- WHAT TO WORK ON -
Show every line of the records below that contains the string "building", treating uppercase and lowercase letters as distinct.

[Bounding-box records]

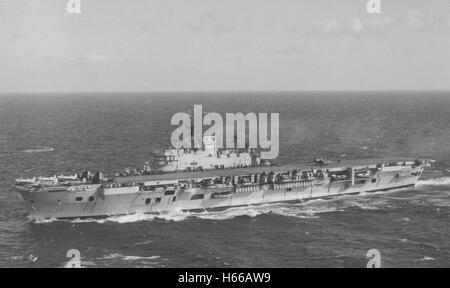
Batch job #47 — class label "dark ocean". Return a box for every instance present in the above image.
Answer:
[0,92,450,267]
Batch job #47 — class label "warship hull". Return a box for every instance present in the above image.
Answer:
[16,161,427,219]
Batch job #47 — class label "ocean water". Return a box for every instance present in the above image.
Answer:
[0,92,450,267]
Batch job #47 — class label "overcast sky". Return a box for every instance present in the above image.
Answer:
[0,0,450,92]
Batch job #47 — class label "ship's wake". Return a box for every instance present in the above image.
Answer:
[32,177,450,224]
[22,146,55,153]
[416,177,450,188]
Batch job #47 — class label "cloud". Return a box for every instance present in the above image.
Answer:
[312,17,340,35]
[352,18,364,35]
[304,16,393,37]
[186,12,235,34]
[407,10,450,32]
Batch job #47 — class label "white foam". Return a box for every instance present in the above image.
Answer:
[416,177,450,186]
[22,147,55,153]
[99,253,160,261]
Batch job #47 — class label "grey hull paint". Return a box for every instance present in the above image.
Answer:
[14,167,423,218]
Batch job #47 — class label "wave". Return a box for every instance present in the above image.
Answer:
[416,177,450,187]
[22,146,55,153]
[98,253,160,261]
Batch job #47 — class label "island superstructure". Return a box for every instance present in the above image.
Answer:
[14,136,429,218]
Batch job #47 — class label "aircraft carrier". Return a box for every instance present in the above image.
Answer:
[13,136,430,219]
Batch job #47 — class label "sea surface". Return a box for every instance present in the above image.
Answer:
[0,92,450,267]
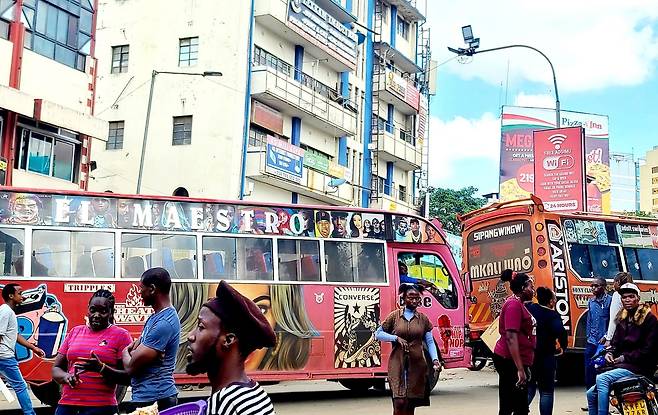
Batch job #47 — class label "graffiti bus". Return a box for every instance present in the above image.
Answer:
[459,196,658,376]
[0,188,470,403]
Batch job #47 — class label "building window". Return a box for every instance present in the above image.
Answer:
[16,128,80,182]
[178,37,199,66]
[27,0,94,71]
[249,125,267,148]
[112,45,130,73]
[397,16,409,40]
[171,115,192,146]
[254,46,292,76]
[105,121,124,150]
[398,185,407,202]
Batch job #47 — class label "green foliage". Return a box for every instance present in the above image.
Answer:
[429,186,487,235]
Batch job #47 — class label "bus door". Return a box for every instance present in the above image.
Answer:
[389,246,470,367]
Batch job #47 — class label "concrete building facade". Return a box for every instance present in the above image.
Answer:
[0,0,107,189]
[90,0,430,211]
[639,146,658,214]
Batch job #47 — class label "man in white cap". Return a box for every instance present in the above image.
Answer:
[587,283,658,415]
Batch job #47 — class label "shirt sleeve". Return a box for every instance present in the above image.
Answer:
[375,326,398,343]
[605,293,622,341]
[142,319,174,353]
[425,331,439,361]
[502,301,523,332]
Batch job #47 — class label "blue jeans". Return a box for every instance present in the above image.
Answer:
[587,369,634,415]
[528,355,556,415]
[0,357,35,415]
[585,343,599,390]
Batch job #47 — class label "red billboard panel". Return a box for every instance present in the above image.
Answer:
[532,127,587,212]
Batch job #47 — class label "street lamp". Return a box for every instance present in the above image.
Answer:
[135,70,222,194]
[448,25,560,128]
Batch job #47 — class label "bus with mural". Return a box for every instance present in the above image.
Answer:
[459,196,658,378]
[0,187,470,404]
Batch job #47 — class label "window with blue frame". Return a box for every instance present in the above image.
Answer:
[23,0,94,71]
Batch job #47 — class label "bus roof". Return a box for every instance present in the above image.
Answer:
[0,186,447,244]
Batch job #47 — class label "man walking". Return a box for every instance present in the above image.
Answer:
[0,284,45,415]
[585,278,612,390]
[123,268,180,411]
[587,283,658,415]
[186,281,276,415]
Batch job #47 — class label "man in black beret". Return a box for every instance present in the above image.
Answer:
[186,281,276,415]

- THE OUTPUT -
Batch job #47 — class label "building window". Return a box for every instance present in the above image.
Batch job #47 — class label "concrete building facade". Return a box for every instance present in the above image.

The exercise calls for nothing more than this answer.